--- Input for this task Enclosed Below ---

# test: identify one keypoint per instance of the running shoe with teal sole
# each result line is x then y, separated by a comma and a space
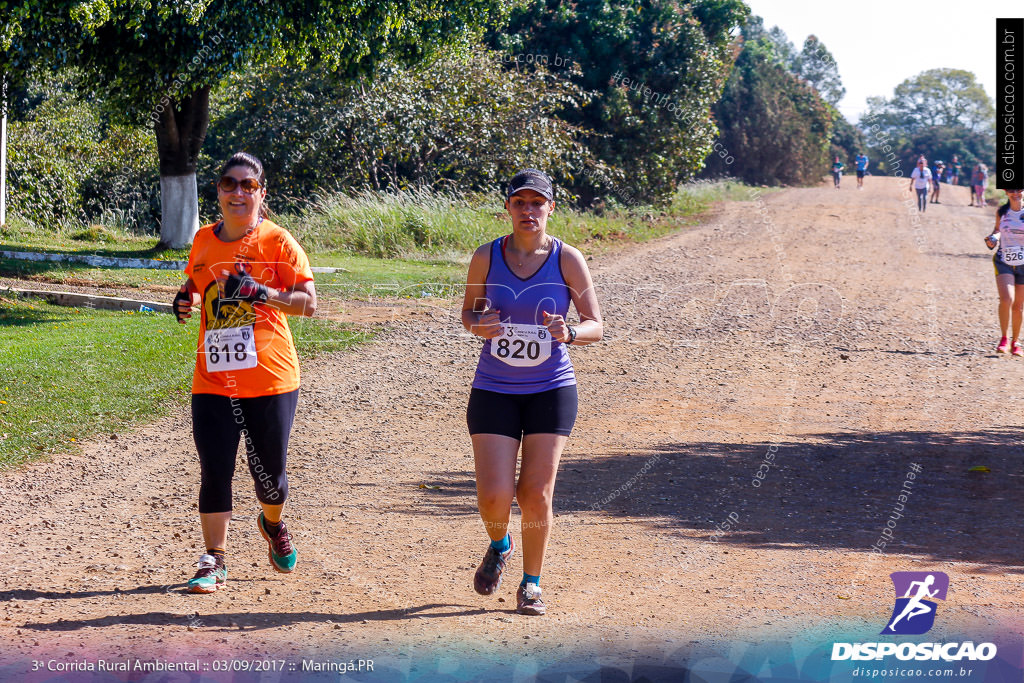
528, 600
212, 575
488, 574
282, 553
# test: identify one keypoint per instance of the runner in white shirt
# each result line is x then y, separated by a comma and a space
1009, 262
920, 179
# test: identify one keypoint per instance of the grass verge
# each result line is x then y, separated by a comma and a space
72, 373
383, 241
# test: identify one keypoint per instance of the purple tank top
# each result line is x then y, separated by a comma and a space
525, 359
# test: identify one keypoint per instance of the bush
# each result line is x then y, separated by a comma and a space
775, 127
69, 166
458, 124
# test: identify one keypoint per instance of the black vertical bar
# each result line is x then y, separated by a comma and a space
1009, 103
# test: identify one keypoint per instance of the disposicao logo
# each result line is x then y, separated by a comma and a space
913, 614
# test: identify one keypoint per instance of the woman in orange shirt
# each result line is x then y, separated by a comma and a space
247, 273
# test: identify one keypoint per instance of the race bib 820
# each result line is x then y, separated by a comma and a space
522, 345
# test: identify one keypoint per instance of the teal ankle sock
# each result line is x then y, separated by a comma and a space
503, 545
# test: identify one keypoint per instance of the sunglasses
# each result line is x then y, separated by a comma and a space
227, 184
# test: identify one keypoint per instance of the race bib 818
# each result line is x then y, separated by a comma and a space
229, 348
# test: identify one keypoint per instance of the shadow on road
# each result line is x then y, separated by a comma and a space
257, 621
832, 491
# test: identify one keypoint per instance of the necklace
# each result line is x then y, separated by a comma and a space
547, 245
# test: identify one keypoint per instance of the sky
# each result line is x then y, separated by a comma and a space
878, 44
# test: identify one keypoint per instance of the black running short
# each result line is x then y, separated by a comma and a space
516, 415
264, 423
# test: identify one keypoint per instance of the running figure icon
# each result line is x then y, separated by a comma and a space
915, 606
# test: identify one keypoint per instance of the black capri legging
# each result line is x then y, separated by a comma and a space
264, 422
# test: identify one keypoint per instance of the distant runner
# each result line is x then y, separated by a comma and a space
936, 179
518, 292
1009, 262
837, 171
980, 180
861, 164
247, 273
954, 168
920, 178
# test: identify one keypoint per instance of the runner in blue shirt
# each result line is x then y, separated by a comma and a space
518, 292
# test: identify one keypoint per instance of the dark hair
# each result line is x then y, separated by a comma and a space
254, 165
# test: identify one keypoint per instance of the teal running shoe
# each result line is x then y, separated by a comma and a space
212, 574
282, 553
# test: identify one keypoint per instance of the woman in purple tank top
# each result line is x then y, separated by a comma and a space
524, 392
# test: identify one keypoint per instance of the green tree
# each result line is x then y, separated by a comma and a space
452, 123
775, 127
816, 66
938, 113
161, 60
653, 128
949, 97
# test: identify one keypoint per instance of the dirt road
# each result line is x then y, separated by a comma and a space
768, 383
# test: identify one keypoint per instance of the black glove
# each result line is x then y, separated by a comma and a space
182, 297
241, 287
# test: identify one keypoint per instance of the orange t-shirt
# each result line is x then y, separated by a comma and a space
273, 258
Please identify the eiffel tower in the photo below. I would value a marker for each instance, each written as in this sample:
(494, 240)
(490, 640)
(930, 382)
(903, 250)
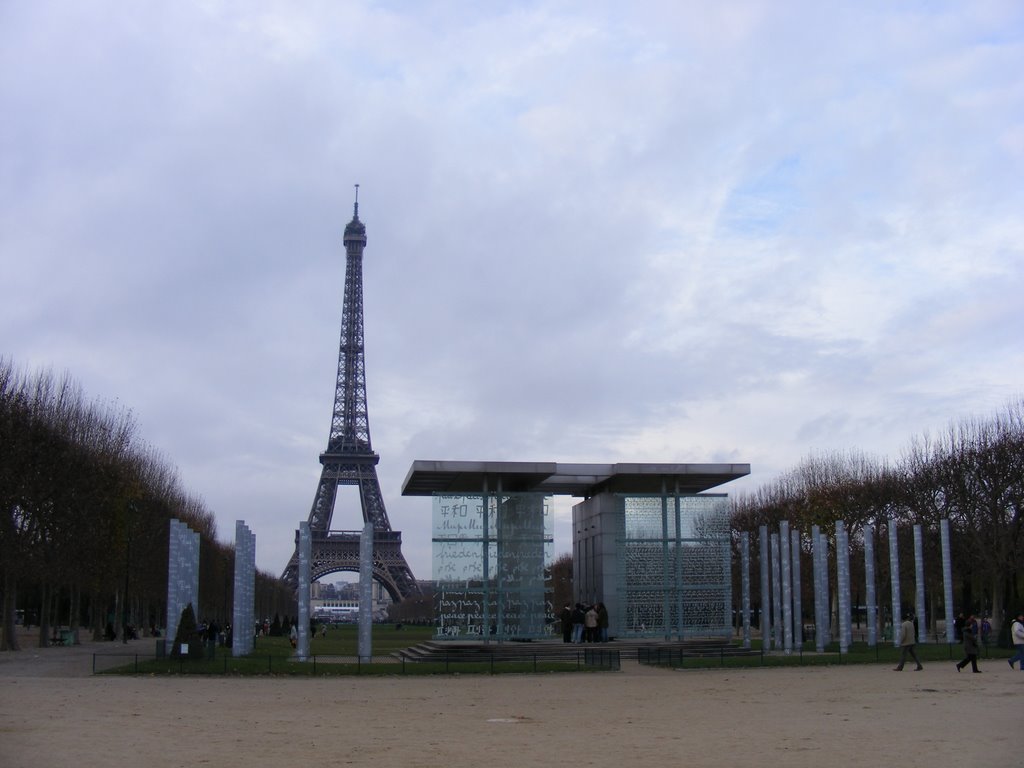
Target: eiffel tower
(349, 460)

--- End of Enclosed Input for this task ---

[Work request] Would you filter the entries above and keep each line that has the word "race"?

[Result of the task]
# test: identify one keypoint per instance of the race bib 820
# test: identify one keypoint per instance of the race bib 818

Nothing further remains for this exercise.